### Your objective
Pick out and copy each line in the items below that contains the word "spoon".
┌─ Records to process
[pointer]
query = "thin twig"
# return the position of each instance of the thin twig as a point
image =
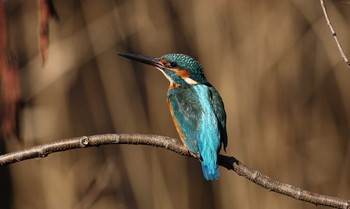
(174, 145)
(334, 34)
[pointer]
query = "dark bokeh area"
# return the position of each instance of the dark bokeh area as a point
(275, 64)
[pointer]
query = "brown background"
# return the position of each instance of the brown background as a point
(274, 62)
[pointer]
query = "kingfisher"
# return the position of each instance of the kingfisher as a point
└─
┌─ Records to process
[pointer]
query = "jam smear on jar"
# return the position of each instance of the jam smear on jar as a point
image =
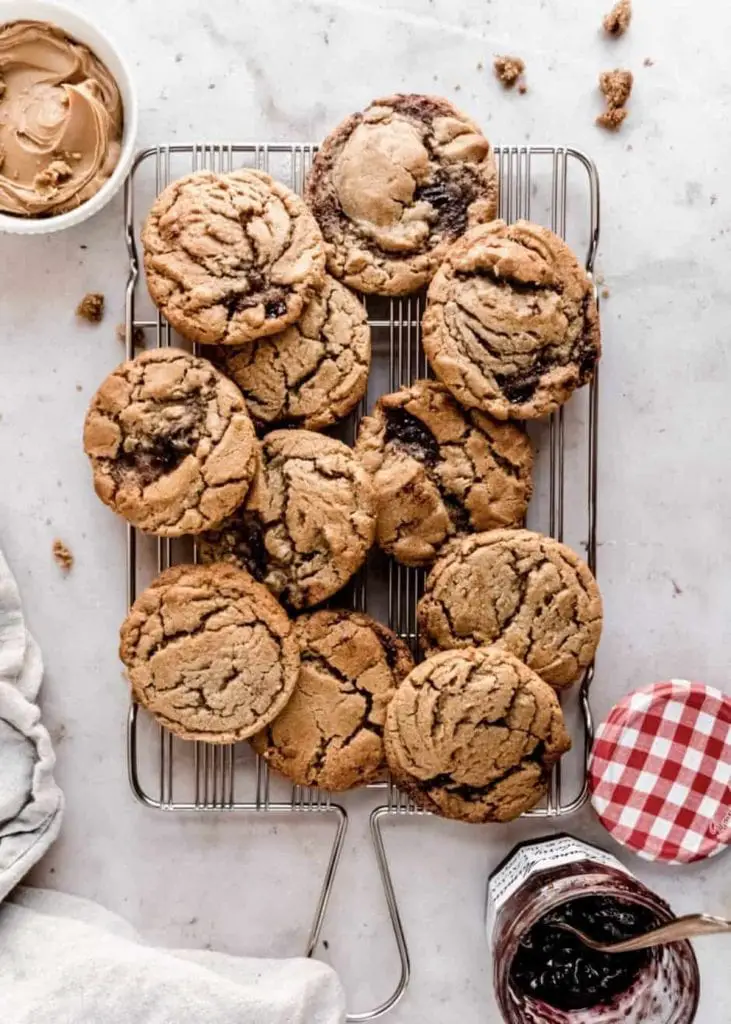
└─
┌─ Records to process
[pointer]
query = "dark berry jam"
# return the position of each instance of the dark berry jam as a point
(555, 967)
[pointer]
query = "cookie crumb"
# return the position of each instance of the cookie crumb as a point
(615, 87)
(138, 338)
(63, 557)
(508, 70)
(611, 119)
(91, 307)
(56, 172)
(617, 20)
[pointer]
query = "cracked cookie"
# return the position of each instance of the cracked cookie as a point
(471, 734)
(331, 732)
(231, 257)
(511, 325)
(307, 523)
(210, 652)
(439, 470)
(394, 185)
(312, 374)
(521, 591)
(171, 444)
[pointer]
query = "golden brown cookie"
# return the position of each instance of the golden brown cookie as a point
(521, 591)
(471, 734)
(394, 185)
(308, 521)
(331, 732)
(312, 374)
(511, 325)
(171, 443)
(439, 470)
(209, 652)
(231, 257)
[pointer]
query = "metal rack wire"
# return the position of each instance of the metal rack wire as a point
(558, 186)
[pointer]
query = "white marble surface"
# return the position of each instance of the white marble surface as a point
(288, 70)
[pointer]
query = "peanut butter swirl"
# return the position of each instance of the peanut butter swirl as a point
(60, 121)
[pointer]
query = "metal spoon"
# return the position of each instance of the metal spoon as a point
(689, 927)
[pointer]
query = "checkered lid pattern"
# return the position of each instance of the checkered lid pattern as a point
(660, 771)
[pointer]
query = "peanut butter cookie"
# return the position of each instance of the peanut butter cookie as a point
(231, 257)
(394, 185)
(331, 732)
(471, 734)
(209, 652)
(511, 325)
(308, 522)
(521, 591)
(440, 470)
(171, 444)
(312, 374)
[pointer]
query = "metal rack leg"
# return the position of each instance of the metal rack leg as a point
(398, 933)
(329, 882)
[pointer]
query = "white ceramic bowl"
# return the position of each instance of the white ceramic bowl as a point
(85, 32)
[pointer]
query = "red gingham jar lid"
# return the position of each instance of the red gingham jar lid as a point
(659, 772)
└─
### The answer
query = "metal spoon"
# return the position of each instance of the metal spoon as a point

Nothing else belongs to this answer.